DIRECTIONS FOR THIS TASK: Could you update the lines from the very first one through the line containing "168L627 149L457 313L498" by putting "hip roof" wherever "gable roof" appears and leaving everything else untouched?
+ + + + +
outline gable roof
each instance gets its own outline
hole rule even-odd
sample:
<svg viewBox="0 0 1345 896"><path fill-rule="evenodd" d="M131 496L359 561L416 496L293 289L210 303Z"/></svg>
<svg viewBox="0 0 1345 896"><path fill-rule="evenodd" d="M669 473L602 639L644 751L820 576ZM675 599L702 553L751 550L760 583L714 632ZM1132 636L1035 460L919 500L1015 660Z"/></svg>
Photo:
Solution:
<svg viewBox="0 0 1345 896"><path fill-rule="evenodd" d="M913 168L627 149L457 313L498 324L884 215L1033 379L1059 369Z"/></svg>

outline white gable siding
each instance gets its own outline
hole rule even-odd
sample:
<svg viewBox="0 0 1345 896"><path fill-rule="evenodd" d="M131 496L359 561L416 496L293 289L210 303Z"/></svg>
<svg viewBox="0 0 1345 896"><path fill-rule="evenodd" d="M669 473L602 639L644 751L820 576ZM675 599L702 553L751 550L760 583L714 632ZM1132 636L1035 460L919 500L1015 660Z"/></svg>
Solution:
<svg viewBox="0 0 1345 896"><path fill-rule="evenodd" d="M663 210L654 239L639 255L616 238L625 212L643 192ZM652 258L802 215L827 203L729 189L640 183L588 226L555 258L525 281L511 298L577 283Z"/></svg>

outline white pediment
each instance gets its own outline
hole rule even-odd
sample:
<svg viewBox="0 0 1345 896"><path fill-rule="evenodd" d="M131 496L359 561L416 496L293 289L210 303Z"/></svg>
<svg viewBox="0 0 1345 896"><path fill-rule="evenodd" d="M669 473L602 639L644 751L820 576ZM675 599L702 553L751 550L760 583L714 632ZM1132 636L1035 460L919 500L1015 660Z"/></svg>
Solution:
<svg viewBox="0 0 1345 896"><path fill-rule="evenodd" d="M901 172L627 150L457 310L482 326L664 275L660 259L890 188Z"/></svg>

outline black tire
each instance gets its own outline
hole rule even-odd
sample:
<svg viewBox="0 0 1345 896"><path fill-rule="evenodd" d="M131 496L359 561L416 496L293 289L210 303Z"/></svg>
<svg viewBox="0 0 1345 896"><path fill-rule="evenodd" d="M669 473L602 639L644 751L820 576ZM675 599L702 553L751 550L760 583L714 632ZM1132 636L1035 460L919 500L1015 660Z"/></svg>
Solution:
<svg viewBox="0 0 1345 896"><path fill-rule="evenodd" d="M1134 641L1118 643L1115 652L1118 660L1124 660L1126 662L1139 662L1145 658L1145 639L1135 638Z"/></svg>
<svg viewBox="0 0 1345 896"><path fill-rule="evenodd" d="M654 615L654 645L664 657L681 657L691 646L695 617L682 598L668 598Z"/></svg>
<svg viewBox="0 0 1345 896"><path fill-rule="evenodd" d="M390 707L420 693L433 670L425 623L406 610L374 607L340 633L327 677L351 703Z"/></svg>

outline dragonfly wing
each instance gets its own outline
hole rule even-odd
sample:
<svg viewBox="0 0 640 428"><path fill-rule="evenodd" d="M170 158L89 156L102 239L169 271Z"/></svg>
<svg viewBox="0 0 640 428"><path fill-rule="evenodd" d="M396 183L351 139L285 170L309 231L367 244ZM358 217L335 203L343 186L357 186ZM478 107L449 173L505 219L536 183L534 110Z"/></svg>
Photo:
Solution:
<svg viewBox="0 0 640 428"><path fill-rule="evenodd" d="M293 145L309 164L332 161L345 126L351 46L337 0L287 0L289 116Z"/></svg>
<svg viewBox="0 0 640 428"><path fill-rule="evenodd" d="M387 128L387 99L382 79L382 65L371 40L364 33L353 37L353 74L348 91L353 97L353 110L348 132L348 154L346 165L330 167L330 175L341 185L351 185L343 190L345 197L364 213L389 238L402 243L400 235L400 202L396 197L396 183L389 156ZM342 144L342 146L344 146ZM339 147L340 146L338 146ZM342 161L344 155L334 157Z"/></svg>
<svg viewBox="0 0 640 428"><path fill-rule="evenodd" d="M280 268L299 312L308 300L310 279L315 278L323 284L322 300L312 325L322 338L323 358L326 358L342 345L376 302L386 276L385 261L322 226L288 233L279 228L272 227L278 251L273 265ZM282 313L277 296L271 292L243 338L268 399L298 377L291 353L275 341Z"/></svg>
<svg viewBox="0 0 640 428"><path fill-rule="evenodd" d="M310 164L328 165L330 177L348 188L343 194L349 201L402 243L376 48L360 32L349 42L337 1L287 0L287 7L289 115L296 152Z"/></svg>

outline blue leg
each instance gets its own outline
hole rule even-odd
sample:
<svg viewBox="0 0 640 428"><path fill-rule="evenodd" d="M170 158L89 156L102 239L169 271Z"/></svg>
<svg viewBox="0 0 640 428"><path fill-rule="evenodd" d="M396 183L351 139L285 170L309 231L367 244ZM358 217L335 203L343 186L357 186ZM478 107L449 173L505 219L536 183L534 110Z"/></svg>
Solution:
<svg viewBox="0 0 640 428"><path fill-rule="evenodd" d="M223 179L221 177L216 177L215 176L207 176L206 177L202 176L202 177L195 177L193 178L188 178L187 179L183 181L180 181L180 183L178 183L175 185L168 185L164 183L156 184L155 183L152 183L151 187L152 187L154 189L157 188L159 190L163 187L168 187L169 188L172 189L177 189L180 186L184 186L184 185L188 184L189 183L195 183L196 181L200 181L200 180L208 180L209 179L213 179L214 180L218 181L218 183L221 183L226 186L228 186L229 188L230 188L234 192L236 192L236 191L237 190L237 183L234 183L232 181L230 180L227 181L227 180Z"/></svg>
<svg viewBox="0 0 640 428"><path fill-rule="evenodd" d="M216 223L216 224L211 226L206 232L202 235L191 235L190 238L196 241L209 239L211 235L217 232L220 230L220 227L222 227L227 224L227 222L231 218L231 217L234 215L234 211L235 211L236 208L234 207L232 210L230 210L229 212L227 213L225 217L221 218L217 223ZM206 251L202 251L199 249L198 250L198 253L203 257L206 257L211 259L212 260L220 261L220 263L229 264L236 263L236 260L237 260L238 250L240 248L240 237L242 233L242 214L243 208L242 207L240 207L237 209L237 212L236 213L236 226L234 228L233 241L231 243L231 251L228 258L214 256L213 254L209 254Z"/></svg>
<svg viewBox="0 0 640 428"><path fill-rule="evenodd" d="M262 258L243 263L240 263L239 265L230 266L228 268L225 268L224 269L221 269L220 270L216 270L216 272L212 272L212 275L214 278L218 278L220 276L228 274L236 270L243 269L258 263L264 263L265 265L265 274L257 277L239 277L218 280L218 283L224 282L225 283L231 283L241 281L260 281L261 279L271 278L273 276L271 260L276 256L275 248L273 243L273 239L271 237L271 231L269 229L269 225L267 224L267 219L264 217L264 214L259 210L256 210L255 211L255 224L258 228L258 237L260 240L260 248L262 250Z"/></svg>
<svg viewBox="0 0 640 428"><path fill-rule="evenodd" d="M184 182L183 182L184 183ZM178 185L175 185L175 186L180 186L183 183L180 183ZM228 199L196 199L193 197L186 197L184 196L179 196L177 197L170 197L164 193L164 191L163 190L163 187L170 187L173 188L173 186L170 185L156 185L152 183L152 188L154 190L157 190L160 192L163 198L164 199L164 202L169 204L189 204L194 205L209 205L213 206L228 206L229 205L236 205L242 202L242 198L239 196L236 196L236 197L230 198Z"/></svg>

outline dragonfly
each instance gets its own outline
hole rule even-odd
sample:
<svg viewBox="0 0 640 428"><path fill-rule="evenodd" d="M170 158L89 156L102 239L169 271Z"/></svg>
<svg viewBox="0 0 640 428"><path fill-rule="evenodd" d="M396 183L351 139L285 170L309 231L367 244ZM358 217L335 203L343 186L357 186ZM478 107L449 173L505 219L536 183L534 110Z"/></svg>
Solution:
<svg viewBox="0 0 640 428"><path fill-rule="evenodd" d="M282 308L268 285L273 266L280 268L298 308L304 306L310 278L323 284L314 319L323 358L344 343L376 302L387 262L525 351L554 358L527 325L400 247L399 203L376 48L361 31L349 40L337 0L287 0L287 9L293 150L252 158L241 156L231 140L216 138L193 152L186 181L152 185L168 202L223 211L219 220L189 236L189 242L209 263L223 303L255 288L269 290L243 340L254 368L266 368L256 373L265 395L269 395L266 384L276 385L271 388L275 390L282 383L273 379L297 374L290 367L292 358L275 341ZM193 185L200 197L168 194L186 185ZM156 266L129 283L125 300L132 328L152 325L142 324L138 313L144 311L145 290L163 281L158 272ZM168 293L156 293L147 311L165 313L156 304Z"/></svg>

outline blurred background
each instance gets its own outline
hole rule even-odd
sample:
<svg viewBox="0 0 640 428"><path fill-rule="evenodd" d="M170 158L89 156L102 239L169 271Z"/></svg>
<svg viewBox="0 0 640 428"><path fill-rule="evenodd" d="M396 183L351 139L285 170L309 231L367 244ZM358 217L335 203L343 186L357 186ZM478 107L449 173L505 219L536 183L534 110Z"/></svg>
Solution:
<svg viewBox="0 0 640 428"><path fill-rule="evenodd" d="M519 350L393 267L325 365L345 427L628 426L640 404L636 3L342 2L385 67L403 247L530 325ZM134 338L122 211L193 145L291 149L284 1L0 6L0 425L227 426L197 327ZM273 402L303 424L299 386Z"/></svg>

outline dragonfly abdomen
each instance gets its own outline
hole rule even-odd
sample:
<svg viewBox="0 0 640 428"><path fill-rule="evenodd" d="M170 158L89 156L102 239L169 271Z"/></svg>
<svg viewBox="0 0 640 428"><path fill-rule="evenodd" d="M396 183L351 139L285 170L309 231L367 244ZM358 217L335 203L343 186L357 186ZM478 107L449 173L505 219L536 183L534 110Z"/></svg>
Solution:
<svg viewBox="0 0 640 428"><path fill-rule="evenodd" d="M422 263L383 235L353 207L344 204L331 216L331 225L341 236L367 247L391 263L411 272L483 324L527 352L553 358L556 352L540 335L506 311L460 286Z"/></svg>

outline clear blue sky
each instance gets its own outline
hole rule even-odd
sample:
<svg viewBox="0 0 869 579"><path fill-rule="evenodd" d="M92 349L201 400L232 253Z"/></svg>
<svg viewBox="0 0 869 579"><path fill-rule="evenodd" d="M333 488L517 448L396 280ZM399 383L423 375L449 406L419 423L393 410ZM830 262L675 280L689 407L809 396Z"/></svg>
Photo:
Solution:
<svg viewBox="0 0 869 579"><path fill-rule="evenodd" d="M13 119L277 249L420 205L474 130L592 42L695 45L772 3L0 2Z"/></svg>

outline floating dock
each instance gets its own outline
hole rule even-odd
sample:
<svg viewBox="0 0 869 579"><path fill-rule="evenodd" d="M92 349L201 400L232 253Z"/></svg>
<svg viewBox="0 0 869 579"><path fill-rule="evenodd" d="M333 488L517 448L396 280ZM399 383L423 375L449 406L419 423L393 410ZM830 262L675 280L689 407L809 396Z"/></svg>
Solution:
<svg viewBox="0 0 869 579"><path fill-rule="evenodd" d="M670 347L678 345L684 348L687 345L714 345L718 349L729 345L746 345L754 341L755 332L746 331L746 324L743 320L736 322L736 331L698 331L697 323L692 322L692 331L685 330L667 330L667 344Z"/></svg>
+ + + + +
ANSWER TO THIS TASK:
outline hip roof
each instance gets its own outline
hole rule even-odd
sample:
<svg viewBox="0 0 1345 896"><path fill-rule="evenodd" d="M131 496L359 561L416 496L293 289L210 303Z"/></svg>
<svg viewBox="0 0 1345 896"><path fill-rule="evenodd" d="M669 473L602 639L644 751L820 576ZM675 599L702 553L751 550L760 583L714 632ZM1132 636L1035 460L919 500L1015 660Z"/></svg>
Photo:
Solution:
<svg viewBox="0 0 1345 896"><path fill-rule="evenodd" d="M913 168L627 149L457 313L498 324L884 215L1033 379L1059 369Z"/></svg>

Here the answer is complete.